Given text —
·····

With thousands of people still trapped there, the Syrian regime resumed bombing rebels’ shrinking swath of Aleppo on Wednesday morning after what had been a night of calm, quashing hopes that the brutal aerial bombardment might finally be over under a ceasefire put in place the previous afternoon.
Both sides blamed each other for the resumption violence. Syrian state TV said rebel rockets had killed seven people in the much larger government-held portion of Aleppo, bringing the response from the military.
Activists and opposition members, however, said the bombs began falling again unprompted on what remained of their eastern Aleppo bastion.
The bombing stopped Tuesday afternoon after Russia announced the fight for Aleppo over. Russia said it had not conducted any of the airstrikes on eastern Aleppo on Wednesday, saying its aerial campaign ended on Oct. 28.

·····

Data extracts —
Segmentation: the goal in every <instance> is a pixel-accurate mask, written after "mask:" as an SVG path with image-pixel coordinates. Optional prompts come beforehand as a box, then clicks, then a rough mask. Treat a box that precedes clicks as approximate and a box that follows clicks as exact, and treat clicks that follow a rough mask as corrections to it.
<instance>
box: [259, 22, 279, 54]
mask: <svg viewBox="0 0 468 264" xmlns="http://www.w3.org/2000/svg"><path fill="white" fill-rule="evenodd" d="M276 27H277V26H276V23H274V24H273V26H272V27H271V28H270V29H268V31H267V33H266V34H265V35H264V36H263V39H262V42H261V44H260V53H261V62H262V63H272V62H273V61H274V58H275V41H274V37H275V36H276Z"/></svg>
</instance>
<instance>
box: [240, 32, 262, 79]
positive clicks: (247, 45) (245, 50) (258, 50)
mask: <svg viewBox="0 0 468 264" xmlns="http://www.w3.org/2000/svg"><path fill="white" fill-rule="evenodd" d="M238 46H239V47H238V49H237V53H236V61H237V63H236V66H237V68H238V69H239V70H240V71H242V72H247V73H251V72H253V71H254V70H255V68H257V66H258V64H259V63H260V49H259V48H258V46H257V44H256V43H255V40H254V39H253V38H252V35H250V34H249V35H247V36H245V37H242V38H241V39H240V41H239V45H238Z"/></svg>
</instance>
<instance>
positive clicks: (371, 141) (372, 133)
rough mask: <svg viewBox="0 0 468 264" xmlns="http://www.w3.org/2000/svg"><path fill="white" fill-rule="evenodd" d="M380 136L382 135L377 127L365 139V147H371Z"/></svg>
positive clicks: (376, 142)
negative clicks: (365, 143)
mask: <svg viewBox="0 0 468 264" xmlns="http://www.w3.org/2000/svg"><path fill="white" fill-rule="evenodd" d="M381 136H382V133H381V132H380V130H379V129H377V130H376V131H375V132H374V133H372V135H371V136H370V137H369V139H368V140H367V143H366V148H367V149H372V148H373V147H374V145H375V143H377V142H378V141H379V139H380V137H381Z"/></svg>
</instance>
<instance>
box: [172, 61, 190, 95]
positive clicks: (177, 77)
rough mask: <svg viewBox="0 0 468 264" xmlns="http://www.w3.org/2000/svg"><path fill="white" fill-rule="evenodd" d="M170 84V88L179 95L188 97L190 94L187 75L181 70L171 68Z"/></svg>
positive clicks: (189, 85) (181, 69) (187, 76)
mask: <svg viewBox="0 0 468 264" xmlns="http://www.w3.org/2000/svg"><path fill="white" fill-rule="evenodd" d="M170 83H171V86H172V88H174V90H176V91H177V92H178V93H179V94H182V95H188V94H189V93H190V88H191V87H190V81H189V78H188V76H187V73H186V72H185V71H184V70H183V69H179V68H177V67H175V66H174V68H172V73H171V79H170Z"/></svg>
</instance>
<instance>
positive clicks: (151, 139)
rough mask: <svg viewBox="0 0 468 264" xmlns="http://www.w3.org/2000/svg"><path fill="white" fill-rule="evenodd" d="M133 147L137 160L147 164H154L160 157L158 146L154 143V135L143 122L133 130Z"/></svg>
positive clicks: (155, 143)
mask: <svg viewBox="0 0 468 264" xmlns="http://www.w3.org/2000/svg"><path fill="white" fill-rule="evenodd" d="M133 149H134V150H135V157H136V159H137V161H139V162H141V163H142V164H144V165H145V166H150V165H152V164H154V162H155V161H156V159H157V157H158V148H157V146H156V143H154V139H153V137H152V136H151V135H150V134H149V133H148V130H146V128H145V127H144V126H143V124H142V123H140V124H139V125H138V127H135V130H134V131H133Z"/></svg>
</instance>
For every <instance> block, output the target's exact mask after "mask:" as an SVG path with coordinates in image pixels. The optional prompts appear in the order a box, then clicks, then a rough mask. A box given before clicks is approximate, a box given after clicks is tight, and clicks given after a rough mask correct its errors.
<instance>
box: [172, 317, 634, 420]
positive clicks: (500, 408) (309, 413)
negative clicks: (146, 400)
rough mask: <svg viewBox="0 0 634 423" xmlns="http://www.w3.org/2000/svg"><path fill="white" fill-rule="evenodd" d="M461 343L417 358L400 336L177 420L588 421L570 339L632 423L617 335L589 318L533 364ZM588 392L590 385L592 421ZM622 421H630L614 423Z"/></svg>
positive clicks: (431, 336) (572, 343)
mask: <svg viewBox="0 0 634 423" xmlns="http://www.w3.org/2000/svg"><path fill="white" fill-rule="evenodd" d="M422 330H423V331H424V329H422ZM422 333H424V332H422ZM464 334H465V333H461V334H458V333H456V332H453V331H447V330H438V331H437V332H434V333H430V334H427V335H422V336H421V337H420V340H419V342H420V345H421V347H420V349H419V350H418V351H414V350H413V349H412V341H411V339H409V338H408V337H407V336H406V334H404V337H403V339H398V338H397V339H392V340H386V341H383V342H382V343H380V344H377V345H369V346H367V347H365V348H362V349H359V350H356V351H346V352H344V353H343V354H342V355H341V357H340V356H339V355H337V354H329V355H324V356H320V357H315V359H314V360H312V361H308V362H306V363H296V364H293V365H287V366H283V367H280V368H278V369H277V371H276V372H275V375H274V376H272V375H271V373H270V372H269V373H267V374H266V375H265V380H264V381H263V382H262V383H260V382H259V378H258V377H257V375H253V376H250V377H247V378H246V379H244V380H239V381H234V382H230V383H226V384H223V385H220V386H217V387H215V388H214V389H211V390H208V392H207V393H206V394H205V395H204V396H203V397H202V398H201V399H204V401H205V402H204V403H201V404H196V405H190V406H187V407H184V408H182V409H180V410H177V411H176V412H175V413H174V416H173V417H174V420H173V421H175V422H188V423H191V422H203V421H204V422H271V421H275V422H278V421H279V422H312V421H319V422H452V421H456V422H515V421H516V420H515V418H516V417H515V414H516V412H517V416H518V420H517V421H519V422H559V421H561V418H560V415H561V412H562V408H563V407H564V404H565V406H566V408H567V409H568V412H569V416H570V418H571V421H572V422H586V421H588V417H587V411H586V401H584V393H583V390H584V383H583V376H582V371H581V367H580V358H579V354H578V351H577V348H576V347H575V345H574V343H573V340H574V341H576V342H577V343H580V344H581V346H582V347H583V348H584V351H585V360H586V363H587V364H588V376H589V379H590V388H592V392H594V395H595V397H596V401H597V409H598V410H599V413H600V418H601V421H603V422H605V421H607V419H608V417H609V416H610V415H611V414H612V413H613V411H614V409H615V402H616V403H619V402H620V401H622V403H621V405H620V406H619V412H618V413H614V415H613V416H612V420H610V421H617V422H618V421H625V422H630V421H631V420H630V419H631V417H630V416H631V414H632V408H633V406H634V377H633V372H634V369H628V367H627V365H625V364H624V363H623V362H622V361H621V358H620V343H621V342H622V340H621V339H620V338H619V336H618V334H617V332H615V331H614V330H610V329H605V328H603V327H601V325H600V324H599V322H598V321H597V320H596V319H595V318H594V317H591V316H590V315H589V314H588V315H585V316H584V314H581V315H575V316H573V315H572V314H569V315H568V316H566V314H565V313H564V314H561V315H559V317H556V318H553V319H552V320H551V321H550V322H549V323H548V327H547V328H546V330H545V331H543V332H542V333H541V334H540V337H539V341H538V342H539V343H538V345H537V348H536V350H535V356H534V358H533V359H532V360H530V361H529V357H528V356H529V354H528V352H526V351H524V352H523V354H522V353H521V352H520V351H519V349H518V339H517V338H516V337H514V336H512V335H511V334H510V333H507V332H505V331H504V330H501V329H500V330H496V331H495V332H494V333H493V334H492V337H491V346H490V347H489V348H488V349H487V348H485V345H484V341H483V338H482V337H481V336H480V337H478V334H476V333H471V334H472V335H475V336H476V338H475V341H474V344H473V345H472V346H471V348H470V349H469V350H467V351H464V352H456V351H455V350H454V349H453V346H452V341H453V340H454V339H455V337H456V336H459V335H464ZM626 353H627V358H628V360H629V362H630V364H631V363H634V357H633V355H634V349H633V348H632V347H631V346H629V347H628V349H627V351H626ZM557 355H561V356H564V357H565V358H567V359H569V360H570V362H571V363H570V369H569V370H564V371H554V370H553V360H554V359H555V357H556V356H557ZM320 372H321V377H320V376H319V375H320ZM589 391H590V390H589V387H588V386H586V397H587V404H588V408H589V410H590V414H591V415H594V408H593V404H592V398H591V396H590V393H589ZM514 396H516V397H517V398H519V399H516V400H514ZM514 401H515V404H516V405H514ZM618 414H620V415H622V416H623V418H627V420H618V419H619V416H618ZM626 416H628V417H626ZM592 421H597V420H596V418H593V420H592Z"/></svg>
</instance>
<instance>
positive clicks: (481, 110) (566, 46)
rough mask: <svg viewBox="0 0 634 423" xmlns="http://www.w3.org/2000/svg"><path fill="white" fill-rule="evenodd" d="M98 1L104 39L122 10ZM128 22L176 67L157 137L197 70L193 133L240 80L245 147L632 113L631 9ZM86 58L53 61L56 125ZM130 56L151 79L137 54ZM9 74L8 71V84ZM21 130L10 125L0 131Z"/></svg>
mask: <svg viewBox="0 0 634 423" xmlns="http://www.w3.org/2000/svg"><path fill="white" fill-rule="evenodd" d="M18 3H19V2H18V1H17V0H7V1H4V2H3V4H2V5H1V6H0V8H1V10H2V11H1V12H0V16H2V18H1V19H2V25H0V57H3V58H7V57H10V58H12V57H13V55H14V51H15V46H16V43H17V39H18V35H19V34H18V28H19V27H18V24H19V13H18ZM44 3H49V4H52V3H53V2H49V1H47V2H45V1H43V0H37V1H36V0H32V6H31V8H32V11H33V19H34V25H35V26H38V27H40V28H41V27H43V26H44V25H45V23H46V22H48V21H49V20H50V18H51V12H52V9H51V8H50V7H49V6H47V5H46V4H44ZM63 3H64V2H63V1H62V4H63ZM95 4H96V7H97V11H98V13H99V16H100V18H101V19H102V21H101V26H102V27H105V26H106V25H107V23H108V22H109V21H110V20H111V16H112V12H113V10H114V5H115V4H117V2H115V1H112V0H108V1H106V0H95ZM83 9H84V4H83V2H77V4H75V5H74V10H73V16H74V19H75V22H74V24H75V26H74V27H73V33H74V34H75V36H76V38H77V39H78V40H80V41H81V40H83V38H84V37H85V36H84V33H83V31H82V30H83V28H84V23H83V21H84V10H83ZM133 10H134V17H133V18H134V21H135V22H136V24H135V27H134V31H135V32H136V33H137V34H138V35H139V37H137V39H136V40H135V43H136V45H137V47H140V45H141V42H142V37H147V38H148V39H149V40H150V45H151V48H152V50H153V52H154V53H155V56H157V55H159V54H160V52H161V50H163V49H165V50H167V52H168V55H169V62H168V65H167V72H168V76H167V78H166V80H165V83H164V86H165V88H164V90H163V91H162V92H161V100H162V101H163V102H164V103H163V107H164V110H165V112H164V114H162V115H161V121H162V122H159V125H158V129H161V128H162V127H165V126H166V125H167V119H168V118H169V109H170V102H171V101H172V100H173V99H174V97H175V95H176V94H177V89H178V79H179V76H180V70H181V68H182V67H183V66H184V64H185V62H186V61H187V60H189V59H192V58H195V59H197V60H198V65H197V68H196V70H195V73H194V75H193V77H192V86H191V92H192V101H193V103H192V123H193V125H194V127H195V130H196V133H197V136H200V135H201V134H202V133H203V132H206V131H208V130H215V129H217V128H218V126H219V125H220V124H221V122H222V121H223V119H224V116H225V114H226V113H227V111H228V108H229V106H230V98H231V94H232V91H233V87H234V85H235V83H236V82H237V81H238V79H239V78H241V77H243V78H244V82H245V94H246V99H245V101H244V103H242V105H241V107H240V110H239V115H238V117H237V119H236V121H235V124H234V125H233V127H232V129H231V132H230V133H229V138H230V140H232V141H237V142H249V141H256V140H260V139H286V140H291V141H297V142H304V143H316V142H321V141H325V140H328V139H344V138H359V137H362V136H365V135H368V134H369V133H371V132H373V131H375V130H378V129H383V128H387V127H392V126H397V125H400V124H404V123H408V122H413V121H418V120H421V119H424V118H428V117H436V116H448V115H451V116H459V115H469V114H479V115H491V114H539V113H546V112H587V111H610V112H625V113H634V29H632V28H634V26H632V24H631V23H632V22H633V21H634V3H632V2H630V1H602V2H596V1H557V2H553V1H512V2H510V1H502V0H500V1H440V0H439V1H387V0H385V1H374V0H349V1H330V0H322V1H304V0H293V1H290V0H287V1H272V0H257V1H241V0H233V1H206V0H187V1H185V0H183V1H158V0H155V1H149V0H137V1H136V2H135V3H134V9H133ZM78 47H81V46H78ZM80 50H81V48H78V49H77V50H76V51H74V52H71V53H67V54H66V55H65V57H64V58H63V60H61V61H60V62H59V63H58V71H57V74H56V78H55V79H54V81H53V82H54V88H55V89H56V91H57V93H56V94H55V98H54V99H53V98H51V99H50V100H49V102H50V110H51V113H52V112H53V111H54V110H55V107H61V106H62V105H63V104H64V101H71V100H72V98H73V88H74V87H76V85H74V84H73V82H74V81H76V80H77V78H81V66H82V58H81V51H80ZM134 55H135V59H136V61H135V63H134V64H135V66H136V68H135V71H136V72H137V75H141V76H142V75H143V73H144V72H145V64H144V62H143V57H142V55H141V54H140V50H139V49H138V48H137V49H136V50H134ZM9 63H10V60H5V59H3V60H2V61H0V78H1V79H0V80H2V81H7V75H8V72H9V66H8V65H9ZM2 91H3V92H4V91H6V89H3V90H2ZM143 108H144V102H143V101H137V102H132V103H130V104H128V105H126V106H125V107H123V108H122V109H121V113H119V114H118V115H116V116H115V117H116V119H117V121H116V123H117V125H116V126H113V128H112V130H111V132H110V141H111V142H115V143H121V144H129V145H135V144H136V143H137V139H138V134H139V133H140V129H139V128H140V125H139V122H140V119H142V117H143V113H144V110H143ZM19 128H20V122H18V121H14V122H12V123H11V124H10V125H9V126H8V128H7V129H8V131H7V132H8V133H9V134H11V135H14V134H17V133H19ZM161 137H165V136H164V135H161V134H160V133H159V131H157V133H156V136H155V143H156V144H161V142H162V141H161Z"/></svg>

·····

Instructions —
a: According to the Aleppo report, on what date did Russia say its aerial campaign ended?
b: Extend the Aleppo report with further text that follows on from its final sentence.
The items have no connection to the Aleppo report.

Numbered answers —
a: Oct. 28.

b:
Russia’s U.N. Ambassador Vitaly Churkin said Tuesday, near the end of an emergency meeting of the U.N. Security Council, that “according to the latest information that we received in the last hour, military actions in eastern Aleppo are over.”
He said that as a result, “there is no issue of some cessation of hostilities, or some special humanitarian operation... the Syrian government has re-established control over eastern Aleppo.”
The United Nations estimates that some 50,000 civilians remain holed-up in the tiny rebel territory. U.N. envoy for Syria, Staffan de Mistura, said Tuesday that anti-government armed groups still control an estimated 1.9 square miles in eastern Aleppo. He said the number of fighters was estimated to be about 1,500.
Civilians and activists have made dozens of emotional appeals -- many of them in English -- in videos posted to social media. They’ve billed some of the video appeals, which cannot be independently verified by CBS News, as final farewells to the world.
“We are facing one of the most difficult times or the most serious or the most horrible massacres that is in that new history,” said activist Abdulhafi Alhamdo, from eastern Aleppo.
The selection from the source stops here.